[Items from a dataset]
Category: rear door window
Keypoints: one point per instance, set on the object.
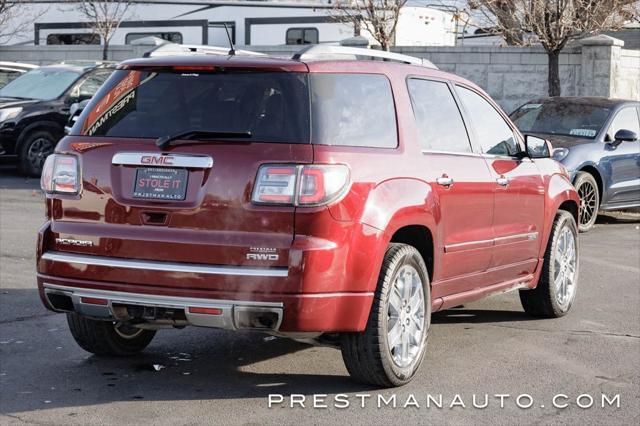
(438, 119)
(272, 106)
(353, 110)
(494, 134)
(627, 119)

Exercise details ▸
Rescale the listing above. Write every line again except the pictures, multiplying each coordinate in the answers by 0.95 and rounding to whole numbers, with halves rounded up.

Task solution ▸
Category: rear door window
Keypoints: one point per instance, set on the object.
(416, 113)
(258, 101)
(335, 105)
(469, 127)
(596, 113)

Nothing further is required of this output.